Locate every line below that contains the string "door" and copy each of those lines. Case counts, so uppercase and lowercase letters must match.

╭─ Records to use

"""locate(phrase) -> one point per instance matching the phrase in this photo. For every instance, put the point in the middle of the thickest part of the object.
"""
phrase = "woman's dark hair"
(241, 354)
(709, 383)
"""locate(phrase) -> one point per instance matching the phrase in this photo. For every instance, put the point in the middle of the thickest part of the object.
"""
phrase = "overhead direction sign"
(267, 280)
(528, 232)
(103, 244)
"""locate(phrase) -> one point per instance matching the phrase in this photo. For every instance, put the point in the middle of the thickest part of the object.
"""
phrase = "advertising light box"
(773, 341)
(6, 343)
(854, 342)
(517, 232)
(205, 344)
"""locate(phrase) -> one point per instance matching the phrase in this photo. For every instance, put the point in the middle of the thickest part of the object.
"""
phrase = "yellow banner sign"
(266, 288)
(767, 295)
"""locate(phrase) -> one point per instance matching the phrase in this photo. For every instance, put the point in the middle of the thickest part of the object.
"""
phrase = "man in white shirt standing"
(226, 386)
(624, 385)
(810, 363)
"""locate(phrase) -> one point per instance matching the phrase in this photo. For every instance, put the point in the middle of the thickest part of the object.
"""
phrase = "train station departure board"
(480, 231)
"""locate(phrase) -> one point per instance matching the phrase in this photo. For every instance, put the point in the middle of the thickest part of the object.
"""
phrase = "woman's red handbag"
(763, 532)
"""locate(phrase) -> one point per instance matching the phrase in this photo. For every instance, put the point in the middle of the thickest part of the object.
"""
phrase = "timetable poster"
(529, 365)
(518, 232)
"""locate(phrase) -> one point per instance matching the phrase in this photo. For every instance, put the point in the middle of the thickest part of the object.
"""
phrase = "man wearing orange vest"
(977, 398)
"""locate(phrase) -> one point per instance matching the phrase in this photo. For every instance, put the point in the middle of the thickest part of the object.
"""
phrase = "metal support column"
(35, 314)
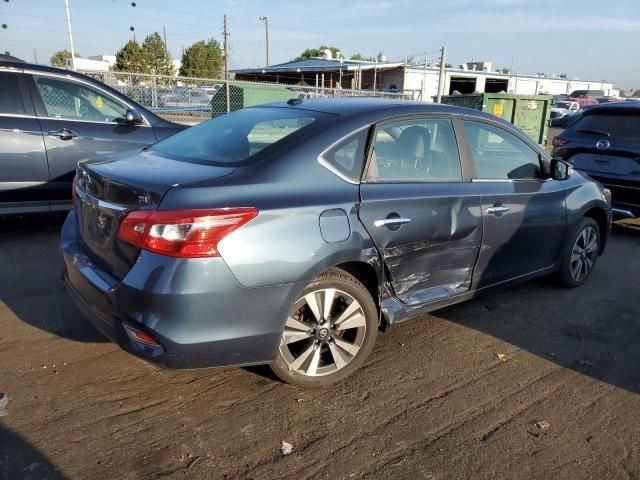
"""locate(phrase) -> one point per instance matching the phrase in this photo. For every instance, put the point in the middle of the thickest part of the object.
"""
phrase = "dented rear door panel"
(432, 256)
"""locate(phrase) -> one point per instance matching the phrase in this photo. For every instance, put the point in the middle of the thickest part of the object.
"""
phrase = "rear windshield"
(617, 125)
(236, 137)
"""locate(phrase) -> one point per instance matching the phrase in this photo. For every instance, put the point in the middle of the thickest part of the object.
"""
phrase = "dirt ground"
(532, 382)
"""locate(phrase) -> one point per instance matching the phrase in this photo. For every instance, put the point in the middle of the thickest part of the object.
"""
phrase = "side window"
(10, 98)
(73, 101)
(265, 133)
(421, 150)
(348, 155)
(499, 155)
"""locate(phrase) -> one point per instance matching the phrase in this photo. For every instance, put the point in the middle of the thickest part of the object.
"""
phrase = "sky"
(589, 39)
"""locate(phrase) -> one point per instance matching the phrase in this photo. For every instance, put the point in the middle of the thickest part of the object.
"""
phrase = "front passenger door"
(80, 121)
(523, 211)
(422, 215)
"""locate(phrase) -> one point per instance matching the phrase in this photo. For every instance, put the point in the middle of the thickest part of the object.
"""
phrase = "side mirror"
(559, 169)
(133, 117)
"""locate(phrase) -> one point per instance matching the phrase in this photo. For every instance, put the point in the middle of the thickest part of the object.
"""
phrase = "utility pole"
(265, 19)
(164, 34)
(73, 53)
(443, 57)
(225, 34)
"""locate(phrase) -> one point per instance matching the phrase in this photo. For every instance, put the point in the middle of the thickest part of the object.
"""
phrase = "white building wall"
(427, 82)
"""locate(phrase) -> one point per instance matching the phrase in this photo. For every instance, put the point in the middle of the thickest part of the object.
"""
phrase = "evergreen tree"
(156, 55)
(131, 59)
(202, 60)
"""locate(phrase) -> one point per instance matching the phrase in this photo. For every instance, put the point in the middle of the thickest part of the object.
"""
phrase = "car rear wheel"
(580, 254)
(329, 332)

╰─

* Reply to the task:
phrase = "dented rear door panel"
phrase = "front passenger door"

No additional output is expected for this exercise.